● Brief
Rewrite the entries from the very start down through the line containing "55L177 51L183 4L184", both ends included, with "target" changed to "subject" and everything else left as it is. Omit the pictures from your answer.

● Input material

---

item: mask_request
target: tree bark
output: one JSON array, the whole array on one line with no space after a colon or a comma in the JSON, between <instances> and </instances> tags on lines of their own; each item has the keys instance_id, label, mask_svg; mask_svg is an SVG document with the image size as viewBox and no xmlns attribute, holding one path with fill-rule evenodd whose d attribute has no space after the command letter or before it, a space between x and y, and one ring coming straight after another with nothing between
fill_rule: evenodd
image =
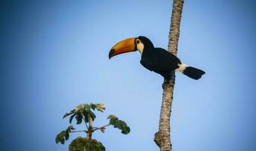
<instances>
[{"instance_id":1,"label":"tree bark","mask_svg":"<svg viewBox=\"0 0 256 151\"><path fill-rule=\"evenodd\" d=\"M177 55L177 51L183 4L184 0L174 0L173 2L168 49L174 55ZM161 151L172 150L170 138L170 116L174 84L175 72L172 72L170 80L165 81L162 84L163 93L159 128L154 138L154 141L159 146Z\"/></svg>"}]
</instances>

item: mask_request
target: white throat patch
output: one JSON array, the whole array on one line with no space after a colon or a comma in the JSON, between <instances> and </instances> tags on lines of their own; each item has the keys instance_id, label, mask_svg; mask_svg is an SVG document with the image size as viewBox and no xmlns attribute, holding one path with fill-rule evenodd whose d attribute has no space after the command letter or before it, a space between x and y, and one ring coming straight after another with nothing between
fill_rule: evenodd
<instances>
[{"instance_id":1,"label":"white throat patch","mask_svg":"<svg viewBox=\"0 0 256 151\"><path fill-rule=\"evenodd\" d=\"M137 44L137 49L140 52L140 55L142 55L142 53L143 53L143 49L144 49L144 45L142 42Z\"/></svg>"}]
</instances>

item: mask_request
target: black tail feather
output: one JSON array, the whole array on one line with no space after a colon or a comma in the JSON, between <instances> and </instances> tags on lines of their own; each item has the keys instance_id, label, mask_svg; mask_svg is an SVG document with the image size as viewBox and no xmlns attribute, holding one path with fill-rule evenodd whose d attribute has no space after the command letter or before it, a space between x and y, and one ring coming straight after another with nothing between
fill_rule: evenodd
<instances>
[{"instance_id":1,"label":"black tail feather","mask_svg":"<svg viewBox=\"0 0 256 151\"><path fill-rule=\"evenodd\" d=\"M192 66L187 66L183 73L190 78L198 80L205 73L205 72Z\"/></svg>"}]
</instances>

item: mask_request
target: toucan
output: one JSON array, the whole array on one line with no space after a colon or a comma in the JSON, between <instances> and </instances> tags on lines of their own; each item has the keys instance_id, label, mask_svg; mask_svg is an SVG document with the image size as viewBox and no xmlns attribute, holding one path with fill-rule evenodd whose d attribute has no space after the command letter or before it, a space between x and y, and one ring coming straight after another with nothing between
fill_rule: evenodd
<instances>
[{"instance_id":1,"label":"toucan","mask_svg":"<svg viewBox=\"0 0 256 151\"><path fill-rule=\"evenodd\" d=\"M146 69L160 74L169 80L172 71L180 72L190 78L198 80L205 72L183 63L171 52L155 48L151 41L145 36L130 38L115 45L110 50L109 58L131 51L138 51L141 55L140 63Z\"/></svg>"}]
</instances>

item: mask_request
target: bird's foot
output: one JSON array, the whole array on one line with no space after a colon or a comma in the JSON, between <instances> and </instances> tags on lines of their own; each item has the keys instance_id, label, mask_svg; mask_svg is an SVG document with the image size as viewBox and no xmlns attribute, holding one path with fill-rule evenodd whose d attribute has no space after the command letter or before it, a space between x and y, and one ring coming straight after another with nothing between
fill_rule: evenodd
<instances>
[{"instance_id":1,"label":"bird's foot","mask_svg":"<svg viewBox=\"0 0 256 151\"><path fill-rule=\"evenodd\" d=\"M167 85L170 83L170 79L165 79L164 82L162 85L162 87L164 88L165 85Z\"/></svg>"}]
</instances>

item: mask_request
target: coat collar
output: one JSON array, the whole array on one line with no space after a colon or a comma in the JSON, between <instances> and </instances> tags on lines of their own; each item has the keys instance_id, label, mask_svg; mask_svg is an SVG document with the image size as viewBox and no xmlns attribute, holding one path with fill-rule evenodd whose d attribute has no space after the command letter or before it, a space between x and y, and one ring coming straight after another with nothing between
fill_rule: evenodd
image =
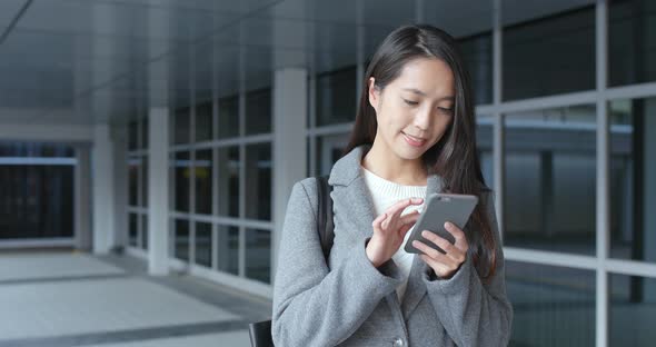
<instances>
[{"instance_id":1,"label":"coat collar","mask_svg":"<svg viewBox=\"0 0 656 347\"><path fill-rule=\"evenodd\" d=\"M328 184L330 186L349 186L362 176L362 157L371 149L371 145L361 145L354 148L346 156L341 157L330 170ZM427 192L441 190L441 179L438 175L431 174L427 179Z\"/></svg>"},{"instance_id":2,"label":"coat collar","mask_svg":"<svg viewBox=\"0 0 656 347\"><path fill-rule=\"evenodd\" d=\"M362 157L371 146L362 145L354 148L350 152L339 159L330 171L328 184L331 186L344 186L348 189L335 189L334 198L344 201L348 206L349 215L354 212L354 222L359 227L361 237L371 237L371 221L376 218L371 195L367 189L361 171ZM434 192L441 191L441 178L438 175L429 175L427 179L426 197ZM423 274L428 271L428 266L416 256L408 277L408 286L401 304L401 313L405 318L409 317L421 298L426 295L426 285L423 282ZM399 305L396 291L387 296L390 305Z\"/></svg>"}]
</instances>

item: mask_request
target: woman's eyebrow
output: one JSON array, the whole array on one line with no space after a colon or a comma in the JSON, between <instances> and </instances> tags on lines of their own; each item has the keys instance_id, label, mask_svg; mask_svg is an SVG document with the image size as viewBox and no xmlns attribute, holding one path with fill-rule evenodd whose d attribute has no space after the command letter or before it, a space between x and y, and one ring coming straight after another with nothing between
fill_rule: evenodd
<instances>
[{"instance_id":1,"label":"woman's eyebrow","mask_svg":"<svg viewBox=\"0 0 656 347\"><path fill-rule=\"evenodd\" d=\"M402 90L409 91L409 92L413 92L413 93L416 93L416 95L419 95L419 96L423 96L423 97L426 97L426 93L424 91L417 89L417 88L404 88ZM441 101L441 100L451 100L451 101L454 101L454 100L456 100L456 98L453 97L453 96L446 96L446 97L441 97L441 98L437 99L437 101Z\"/></svg>"}]
</instances>

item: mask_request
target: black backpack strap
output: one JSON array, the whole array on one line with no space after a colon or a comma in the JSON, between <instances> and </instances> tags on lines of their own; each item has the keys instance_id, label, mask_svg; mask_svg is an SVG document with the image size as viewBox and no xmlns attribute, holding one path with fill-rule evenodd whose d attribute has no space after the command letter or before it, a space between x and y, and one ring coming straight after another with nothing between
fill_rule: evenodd
<instances>
[{"instance_id":1,"label":"black backpack strap","mask_svg":"<svg viewBox=\"0 0 656 347\"><path fill-rule=\"evenodd\" d=\"M330 256L332 240L335 239L335 224L332 221L332 198L330 198L331 191L332 186L328 185L328 177L317 177L317 192L319 198L317 230L319 231L319 240L321 241L321 250L324 250L324 258L326 258L326 264L328 264L328 256Z\"/></svg>"}]
</instances>

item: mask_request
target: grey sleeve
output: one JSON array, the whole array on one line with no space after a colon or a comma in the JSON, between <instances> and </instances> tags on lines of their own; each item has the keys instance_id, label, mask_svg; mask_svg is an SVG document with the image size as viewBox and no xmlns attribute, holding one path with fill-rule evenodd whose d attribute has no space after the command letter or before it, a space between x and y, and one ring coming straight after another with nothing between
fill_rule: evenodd
<instances>
[{"instance_id":1,"label":"grey sleeve","mask_svg":"<svg viewBox=\"0 0 656 347\"><path fill-rule=\"evenodd\" d=\"M366 239L354 245L350 256L329 271L316 227L316 188L304 182L312 181L296 184L287 206L271 333L276 346L335 346L396 289L400 276L394 268L379 271L371 265L365 252Z\"/></svg>"},{"instance_id":2,"label":"grey sleeve","mask_svg":"<svg viewBox=\"0 0 656 347\"><path fill-rule=\"evenodd\" d=\"M486 200L497 241L496 271L489 282L483 282L469 257L450 279L424 274L430 303L447 334L460 347L507 346L510 339L513 306L506 297L504 252L491 192Z\"/></svg>"}]
</instances>

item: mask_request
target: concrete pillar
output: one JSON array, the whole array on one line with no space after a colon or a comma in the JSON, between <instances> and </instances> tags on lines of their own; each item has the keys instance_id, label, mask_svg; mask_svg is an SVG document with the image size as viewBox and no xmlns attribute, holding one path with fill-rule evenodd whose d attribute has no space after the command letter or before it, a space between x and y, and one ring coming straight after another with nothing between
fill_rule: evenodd
<instances>
[{"instance_id":1,"label":"concrete pillar","mask_svg":"<svg viewBox=\"0 0 656 347\"><path fill-rule=\"evenodd\" d=\"M96 125L92 149L93 252L107 254L115 246L115 180L111 127Z\"/></svg>"},{"instance_id":2,"label":"concrete pillar","mask_svg":"<svg viewBox=\"0 0 656 347\"><path fill-rule=\"evenodd\" d=\"M299 97L300 96L300 97ZM271 277L287 201L295 182L306 177L307 70L280 69L274 75L274 226ZM302 146L299 146L302 143ZM271 278L271 282L274 278Z\"/></svg>"},{"instance_id":3,"label":"concrete pillar","mask_svg":"<svg viewBox=\"0 0 656 347\"><path fill-rule=\"evenodd\" d=\"M91 239L91 157L89 146L76 148L74 228L76 249L90 251Z\"/></svg>"},{"instance_id":4,"label":"concrete pillar","mask_svg":"<svg viewBox=\"0 0 656 347\"><path fill-rule=\"evenodd\" d=\"M148 272L168 275L169 258L169 109L149 111Z\"/></svg>"},{"instance_id":5,"label":"concrete pillar","mask_svg":"<svg viewBox=\"0 0 656 347\"><path fill-rule=\"evenodd\" d=\"M643 160L643 182L644 182L644 201L643 207L643 230L644 232L645 248L644 255L646 261L656 261L656 98L647 99L645 101L644 115L637 115L637 117L644 118L645 135L643 158L636 158ZM645 281L645 301L656 303L656 285L654 281Z\"/></svg>"},{"instance_id":6,"label":"concrete pillar","mask_svg":"<svg viewBox=\"0 0 656 347\"><path fill-rule=\"evenodd\" d=\"M115 247L128 246L128 129L112 128L115 181Z\"/></svg>"}]
</instances>

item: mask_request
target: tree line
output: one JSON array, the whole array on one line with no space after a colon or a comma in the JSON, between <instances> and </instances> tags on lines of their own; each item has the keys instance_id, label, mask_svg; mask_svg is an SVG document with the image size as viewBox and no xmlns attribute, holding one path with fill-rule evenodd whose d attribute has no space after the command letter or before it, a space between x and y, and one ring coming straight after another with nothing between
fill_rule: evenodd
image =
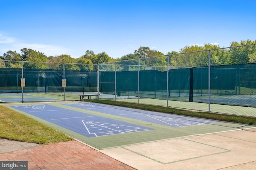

---

● Answer to the task
item: mask_request
subject: tree bark
output: one JSON array, the whole array on one line with no space after a colon or a comma in the JSON, between <instances> and </instances> tags on lines of their own; each item has the keys instance_id, label, mask_svg; mask_svg is an SVG document with the image size as viewBox and no xmlns attribute, holding one path with fill-rule evenodd whose d attribute has no space after the command letter or before it, a space between x and y, and one ring coming straight after another with nothing between
fill_rule: evenodd
image =
<instances>
[{"instance_id":1,"label":"tree bark","mask_svg":"<svg viewBox=\"0 0 256 151\"><path fill-rule=\"evenodd\" d=\"M177 55L177 51L183 4L184 0L174 0L173 2L168 49L174 55ZM161 151L172 150L170 138L170 116L174 84L175 72L172 72L170 80L165 81L162 84L163 93L159 128L154 138L154 141L159 146Z\"/></svg>"}]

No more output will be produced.